* [Tantangan]:
(A) Jawab pertanyaan berikut berdasarkan cuplikan teks:
(i) Pukul berapa kira-kira penulis berangkat ke TPS?
(ii) Ke mana sebagian besar penduduk desa penulis tetap pergi bekerja pada hari libur itu?
(iii) Berapa tahun yang lalu penulis pernah menjadi saksi?
(B) Tentukan apakah setiap pernyataan di bawah ini sesuai dengan cuplikan teks. Jawab ya atau tidak, lalu kutip kata-kata penentunya dari cuplikan teks.
(i) Penulis pergi ke TPS bersama ayahnya.
(ii) Pemerintah menetapkan tanggal 9 April 2014 sebagai hari libur nasional.
(iii) Penulis masih ingat partai yang diwakilinya saat menjadi saksi dahulu.
(C) Kembalikan tanpa perubahan bagian cuplikan teks yang diawali "Selama menunggu, aku" dan berlanjut sampai "saksi setiap partai.".

* [Cuplikan Teks]:
= = = = =

Ini pengalamanku tanggal 9 lalu. Aku
berangkat ke TPS tempat keluargaku terdaftar bersama mama. Waktu itu sudah
hampir jam 10 pagi. Ternyata waktu itu sedang banyak-banyaknya warga antri
untuk memilih.
Bisa dimaklumi, meskipun oleh
pemerintah tanggal 9 April 2014 ditetapkan sebagai hari libur nasional, sebagian
besar penduduk di desaku tetap pergi ke tempat kerja mereka, kebun karet. Rata-rata
waktu kerja mereka dari selepas shalat subuh hingga jam 9 pagi, tergantung banyak
pohon karet yang mereka sadap getahnya. Setelah itu baru mereka melakukan
aktivitas lain, termasuk mencoblos pada hari rabu yang lalu.
Selama menunggu, aku mengamati
keadaan di TPS. Orang-orang yang bekerja sebagai petugas rata-rata kukenal
semua, bahkan ada di antara mereka yang termasuk keluarga jauhku. Yang paling
menarik perhatianku adalah orang yang bertugas menjadi saksi setiap partai.
Lima tahun yang lalu, aku juga
pernah berperan sebagai saksi. Lupa, dulu aku jadi saksi untuk partai yang mana
^^ Dulu itu aku jadi saksi hanya sebagai pelengkap. Karena nggak ada lagi yang
bisa, akulah yang ditunjuk, kebetulan mama juga jadi salah seorang saksi waktu
itu.
Bedanya dengan dulu, sekarang aku
lebih melek politik. Beberapa bulan menjelang pileg ini aku termasuk orang yang
mengikuti perkembangan media. Sehingga tahu sebenarnya apa fungsi dari seorang
saksi. Saksi adalah orang yang “mengawasi” ketransparanan sebuah proses
pemungutan suara di suatu TPS, itu yang bisa kusimpulkan. Setiap partai
memiliki saksi di setiap TPS untuk menghindari kejadian-kejadian yang merugikan
bagi partai tersebut.

= = = = =

* [Data Mentah]:
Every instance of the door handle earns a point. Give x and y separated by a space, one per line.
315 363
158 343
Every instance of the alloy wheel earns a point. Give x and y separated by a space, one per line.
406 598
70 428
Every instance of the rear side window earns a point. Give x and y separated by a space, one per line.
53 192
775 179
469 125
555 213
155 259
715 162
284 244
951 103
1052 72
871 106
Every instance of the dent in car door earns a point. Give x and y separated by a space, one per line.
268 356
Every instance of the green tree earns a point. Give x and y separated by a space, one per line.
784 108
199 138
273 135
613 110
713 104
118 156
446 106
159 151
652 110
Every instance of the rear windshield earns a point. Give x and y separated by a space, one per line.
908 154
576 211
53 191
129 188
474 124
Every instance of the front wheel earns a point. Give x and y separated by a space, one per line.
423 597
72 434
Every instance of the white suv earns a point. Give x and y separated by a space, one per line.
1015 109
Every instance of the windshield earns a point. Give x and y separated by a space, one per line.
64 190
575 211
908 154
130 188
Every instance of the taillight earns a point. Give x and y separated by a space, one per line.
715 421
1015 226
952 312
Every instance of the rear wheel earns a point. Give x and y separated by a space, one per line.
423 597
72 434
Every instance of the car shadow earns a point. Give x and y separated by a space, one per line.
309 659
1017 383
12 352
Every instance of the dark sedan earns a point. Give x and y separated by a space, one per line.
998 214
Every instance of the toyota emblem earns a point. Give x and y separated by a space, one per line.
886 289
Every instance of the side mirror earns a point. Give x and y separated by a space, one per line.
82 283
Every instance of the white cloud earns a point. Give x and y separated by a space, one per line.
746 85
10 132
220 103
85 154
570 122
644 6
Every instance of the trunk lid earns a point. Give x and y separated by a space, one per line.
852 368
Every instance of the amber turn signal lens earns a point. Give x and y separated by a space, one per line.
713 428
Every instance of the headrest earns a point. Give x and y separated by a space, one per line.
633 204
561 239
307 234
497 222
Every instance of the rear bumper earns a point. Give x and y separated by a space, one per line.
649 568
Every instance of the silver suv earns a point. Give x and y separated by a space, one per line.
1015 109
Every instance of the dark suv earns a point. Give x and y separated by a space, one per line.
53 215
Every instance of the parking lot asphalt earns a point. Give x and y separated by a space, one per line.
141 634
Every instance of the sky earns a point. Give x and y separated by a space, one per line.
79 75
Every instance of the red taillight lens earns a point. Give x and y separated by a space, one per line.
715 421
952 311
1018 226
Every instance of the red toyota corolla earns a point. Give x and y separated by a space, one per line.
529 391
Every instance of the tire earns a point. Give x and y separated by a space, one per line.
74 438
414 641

= = = = =

* [Penyelesaian Soal]:
(A)
(i) Hampir jam 10 pagi.
(ii) Ke kebun karet.
(iii) Lima tahun yang lalu.

(B)
(i) Tidak. "berangkat ke TPS tempat keluargaku terdaftar bersama mama"
(ii) Ya. "oleh pemerintah tanggal 9 April 2014 ditetapkan sebagai hari libur nasional"
(iii) Tidak. "Lupa, dulu aku jadi saksi untuk partai yang mana"

(C)
Selama menunggu, aku mengamati
keadaan di TPS. Orang-orang yang bekerja sebagai petugas rata-rata kukenal
semua, bahkan ada di antara mereka yang termasuk keluarga jauhku. Yang paling
menarik perhatianku adalah orang yang bertugas menjadi saksi setiap partai.